● **Directive**
Please return each line of the material below that contains the word "stadium".

● **Material shown**
* * * * * * * * *
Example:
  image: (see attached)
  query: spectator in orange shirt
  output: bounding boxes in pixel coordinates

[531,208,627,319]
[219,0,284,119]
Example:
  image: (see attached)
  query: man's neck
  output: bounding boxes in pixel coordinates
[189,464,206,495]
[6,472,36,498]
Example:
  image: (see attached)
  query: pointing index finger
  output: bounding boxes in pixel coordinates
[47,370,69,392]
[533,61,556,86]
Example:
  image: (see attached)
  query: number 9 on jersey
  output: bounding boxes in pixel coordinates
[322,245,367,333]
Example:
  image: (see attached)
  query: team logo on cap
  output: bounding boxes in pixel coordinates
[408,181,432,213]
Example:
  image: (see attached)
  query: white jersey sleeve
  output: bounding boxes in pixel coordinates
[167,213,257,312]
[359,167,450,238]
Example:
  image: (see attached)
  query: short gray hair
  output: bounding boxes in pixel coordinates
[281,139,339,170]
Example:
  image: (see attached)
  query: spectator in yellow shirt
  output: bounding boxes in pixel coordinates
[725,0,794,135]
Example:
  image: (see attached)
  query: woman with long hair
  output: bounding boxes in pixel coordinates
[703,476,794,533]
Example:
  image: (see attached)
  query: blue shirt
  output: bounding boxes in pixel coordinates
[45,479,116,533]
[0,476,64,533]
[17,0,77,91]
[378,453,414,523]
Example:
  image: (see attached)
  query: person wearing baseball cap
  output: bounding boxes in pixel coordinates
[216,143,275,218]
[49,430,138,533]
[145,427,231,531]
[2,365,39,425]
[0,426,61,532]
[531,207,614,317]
* * * * * * * * *
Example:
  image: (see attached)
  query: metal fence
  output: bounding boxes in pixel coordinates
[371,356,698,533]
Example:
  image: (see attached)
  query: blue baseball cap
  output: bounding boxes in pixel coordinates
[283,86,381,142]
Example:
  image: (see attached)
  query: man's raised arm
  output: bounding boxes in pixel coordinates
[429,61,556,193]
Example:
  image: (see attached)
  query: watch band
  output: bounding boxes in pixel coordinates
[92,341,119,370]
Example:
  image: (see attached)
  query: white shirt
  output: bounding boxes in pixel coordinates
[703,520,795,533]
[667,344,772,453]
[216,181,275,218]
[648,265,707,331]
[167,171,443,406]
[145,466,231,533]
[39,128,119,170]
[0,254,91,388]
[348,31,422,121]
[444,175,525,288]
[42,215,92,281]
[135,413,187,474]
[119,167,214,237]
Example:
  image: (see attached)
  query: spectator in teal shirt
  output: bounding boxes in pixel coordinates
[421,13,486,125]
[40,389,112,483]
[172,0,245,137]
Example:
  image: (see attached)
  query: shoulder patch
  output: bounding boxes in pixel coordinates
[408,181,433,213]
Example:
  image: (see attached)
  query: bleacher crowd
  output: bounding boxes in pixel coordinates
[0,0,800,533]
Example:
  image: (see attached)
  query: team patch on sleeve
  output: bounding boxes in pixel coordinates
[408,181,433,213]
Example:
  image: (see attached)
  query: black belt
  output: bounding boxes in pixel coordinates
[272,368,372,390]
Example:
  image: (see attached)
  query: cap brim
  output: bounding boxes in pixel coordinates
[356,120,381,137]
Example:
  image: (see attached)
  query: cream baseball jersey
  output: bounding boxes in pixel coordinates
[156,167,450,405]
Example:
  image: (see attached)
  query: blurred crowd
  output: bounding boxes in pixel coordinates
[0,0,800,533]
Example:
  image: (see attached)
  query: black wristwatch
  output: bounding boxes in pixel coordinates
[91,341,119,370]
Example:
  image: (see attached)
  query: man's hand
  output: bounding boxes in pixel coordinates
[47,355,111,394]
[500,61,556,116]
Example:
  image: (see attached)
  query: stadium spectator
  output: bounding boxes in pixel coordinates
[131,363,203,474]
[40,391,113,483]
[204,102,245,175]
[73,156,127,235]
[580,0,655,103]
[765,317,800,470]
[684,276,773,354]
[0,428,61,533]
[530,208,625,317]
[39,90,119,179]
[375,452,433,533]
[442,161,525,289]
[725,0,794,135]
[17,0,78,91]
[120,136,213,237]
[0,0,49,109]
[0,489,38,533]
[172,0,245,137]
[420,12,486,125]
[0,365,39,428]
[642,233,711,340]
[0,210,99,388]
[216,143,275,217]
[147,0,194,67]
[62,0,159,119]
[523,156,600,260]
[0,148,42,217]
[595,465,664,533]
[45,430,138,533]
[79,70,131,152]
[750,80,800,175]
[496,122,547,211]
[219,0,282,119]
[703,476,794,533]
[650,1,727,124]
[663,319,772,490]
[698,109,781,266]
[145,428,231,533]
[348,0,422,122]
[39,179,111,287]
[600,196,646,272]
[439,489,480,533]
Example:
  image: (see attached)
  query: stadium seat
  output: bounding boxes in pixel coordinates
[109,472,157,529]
* * * * * * * * *
● **Worked answer**
  query: stadium spectator
  query: stadium seat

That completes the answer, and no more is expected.